To make those changes — and to make them stick — you need to convince people in Newark that it’s time.

“If the community does not support it, it can’t be sustained,” he says. “It’s really that simple. It can’t just be a handful of elected leaders supported by national investors.”

The resistance to reform in a city where half the kids wind up dropping out of school might seem puzzling. But during his campaign, Jeffries spent months knocking on doors, talking in churches and holding public meetings.

And while he won big, and thinks it can be done, he says the resistance to change is understandable.

 “The middle class in Newark to a large extent was created based upon jobs in the school system and the municipal government,” he says. “So when you talk about having more performance-based accountability, that can be scary.”

That’s something that people in the suburbs can miss. Just as earlier waves of Irish and Italians relied on government jobs to break into the middle class, so did African-Americans when their day came.

Clement Price, a professor of history at Rutgers University and one of the most respected voices in the city, says Jeffries has put his finger on the central political challenge.

“I’m from D.C. and my dad had a government job,” he says. “And on the backs of that job he sent three kids to college. Jobs in the public sector are near and dear to blacks and browns. And once you talk about reforms tied to performance, people do get a bit uncomfortable.”

But Jeffries’ big win shows that reform can sell. Because the city is also full of parents who want better for their children.

Look at the flood of applications to the city’s best charter schools. The TEAM schools, for example, have 1,250 students and a waiting list of over 4,000. Ryan Hill, the director of the schools, gets a stream of letters from desperate parents and kids who lose out.

“It’s awful,” he says. “If the mayor pushes reform he will get a lot of push back. But there are a lot of folks in this city who want reform.”

So how does the $100 million gift from Facebook founder Mark Zuckerberg fit in?

First, it can finance some of the reforms. It can help expand good charter schools and good traditional schools. It can finance bonuses for good teachers. It can help attract a star superintendent.

- Directions:
A) Translate this sentence from the passage on Newark school reform into Spanish: "That’s something that people in the suburbs can miss."
B) Locate every line of the records that contains the word "above", and copy each such line.
The passage on Newark school reform and the records come from unrelated sources.

- Supplied information:
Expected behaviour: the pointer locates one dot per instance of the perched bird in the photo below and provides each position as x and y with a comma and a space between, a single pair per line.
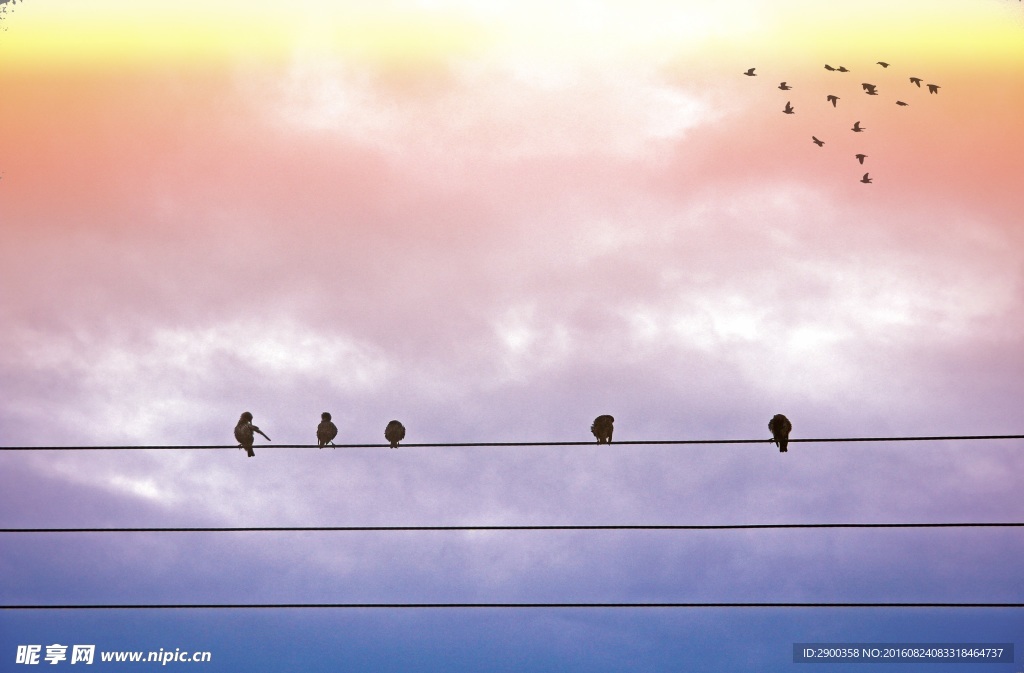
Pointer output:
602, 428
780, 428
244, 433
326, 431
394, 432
---
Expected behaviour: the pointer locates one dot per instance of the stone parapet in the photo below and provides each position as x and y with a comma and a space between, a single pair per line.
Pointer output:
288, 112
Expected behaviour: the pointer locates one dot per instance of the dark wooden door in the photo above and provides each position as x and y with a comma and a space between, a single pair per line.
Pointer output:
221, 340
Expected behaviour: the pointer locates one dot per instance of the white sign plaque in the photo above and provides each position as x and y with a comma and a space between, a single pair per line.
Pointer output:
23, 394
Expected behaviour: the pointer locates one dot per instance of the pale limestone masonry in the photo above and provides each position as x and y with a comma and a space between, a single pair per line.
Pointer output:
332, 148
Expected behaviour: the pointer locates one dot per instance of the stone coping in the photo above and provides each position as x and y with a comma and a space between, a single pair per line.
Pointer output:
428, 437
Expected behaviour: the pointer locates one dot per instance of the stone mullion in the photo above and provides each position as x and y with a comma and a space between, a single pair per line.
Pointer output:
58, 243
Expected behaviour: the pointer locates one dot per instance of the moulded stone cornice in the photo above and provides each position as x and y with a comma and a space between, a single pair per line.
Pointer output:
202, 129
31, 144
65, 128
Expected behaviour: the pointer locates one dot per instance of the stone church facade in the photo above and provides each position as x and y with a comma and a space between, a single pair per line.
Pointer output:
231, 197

- Task-by-task solutions:
A) Eso es algo que la gente de los suburbios puede pasar por alto.

B)
Expected behaviour: the pointer locates one dot per instance of the dark wooden door in the photo above and provides each position as x and y with a comma and a space between, a single pair per line.
Expected behaviour: the pointer locates one dot per instance of the white sign plaque in the photo above and provides each position as x and y with a comma and a space between, a single pair per line.
Expected behaviour: the pointer locates one dot per instance of the pale limestone masonry in the photo above and provides each position as x and y with a comma and a space between, a single pair per line.
Expected behaviour: the pointer locates one dot per instance of the stone coping in the photo above and provides each position as x and y with a comma and a space between, a single pair per line.
Expected behaviour: the pointer locates one dot per instance of the stone mullion in the photo above and provides each position as x and y with a comma and a space between, a single pair per line.
Expected behaviour: the pointer locates one dot per instance of the moulded stone cornice in the photo above and provides each position as x and y with a comma and a space between, a single pair per line.
Expected behaviour: the pointer locates one dot per instance of the stone church facade in the photo above and provides each position as x and y with a comma and a space between, a single pair per line.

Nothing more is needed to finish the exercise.